Instructions to follow
Take the line that contains "Spot the nurse's white" and all lines after it, up to and including the last line of the data, and write them out exactly; nothing else belongs in the answer.

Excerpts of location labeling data
▬▬▬▬▬▬
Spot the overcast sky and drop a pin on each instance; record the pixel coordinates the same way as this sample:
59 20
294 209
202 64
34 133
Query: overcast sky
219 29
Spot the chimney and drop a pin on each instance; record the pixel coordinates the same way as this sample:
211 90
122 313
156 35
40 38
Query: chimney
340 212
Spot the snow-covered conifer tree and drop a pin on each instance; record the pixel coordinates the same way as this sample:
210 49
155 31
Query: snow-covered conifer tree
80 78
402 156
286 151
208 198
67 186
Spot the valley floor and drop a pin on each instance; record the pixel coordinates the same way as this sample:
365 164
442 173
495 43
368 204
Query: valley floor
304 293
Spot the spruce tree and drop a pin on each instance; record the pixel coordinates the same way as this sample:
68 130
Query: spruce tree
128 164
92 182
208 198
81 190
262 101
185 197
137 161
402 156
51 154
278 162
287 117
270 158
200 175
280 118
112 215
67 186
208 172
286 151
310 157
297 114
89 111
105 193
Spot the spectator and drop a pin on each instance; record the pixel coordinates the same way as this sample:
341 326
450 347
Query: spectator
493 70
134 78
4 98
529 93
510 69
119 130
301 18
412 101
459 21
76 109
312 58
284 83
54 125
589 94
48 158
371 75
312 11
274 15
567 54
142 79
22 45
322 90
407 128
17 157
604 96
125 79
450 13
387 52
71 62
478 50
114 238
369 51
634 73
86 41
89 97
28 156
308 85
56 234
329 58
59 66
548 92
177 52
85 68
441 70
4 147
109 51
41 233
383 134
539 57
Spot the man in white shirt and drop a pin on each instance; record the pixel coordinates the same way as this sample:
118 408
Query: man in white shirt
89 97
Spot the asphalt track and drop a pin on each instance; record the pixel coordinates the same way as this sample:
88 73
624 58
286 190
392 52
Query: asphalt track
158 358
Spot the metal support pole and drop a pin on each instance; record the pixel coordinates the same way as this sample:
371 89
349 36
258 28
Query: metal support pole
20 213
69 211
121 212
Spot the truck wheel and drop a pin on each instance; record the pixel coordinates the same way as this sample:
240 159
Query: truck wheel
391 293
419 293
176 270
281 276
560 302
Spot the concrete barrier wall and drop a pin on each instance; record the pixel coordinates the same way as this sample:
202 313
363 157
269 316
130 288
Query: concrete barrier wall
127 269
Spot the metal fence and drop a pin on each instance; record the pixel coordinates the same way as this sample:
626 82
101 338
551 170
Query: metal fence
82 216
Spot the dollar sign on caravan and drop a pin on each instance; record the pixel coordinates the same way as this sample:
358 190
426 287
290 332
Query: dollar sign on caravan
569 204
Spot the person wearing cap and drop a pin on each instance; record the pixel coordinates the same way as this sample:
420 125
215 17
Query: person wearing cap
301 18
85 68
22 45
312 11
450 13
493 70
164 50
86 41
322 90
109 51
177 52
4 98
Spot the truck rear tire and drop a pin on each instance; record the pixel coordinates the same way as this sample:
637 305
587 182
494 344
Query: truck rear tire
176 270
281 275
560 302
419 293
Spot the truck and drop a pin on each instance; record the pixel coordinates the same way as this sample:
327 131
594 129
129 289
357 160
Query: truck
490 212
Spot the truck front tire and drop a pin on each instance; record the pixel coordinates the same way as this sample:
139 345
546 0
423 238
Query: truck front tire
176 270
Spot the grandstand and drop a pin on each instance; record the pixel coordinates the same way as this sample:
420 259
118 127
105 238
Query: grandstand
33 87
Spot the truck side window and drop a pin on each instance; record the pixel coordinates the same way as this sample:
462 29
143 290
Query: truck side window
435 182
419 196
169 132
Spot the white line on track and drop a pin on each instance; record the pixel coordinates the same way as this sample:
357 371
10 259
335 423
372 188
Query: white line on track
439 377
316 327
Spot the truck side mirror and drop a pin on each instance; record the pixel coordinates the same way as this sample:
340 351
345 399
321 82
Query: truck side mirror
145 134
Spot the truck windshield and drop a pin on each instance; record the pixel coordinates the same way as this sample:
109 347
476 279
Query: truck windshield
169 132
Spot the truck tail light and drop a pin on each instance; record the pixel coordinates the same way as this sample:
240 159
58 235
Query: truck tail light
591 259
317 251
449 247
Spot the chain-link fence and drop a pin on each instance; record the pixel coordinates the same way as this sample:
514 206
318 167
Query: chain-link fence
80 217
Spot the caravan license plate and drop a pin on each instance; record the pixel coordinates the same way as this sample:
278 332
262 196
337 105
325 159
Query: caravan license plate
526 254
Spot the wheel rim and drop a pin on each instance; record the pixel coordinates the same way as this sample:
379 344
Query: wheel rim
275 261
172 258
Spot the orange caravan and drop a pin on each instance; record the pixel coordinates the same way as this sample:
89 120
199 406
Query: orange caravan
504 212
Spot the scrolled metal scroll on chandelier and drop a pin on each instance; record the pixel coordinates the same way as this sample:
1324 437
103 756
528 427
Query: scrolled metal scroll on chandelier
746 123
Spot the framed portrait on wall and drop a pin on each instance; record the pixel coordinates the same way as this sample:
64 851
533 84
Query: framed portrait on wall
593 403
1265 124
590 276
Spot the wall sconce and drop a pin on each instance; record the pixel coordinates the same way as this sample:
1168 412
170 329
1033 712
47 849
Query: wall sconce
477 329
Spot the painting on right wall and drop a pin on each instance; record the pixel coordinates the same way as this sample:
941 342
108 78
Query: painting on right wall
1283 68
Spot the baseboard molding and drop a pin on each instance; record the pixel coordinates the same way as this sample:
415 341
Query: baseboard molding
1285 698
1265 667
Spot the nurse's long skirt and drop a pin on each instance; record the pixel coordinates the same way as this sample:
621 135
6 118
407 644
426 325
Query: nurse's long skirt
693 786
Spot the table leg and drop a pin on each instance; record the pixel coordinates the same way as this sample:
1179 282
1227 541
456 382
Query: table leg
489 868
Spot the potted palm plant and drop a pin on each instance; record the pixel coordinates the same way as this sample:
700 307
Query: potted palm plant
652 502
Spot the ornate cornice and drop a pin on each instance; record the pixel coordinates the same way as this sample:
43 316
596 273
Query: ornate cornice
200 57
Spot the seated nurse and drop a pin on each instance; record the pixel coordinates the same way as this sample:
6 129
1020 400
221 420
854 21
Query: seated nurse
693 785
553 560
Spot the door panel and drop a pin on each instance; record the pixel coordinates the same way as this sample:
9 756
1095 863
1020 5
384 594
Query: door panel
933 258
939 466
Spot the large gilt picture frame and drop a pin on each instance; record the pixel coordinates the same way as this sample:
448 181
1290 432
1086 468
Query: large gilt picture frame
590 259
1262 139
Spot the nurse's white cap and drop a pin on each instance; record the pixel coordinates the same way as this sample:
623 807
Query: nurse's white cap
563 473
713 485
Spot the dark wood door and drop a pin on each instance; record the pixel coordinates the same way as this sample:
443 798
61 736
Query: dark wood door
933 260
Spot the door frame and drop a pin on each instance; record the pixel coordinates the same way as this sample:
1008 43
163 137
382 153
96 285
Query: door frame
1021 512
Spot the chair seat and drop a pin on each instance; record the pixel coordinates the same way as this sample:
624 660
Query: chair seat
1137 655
▬▬▬▬▬▬
Exercise result
Spot the nurse's white cap and drop a pin on each instance; record the pixel coordinates the same way as this sample:
623 807
Query: nurse's white cap
563 473
713 485
Spot the dark wood door and drop a pin on each instance; record the pixel coordinates the same way as this sample:
443 798
61 736
Query: dark wood door
933 260
Spot the door frame and drop a pin on each instance; record the pixel coordinates the same way as this sample:
1008 43
163 137
382 153
96 285
Query: door frame
1021 512
Spot the chair seat and drop a pin on each instance; record the pixel coordinates the same way as this sample:
624 660
Query: chair seat
1137 655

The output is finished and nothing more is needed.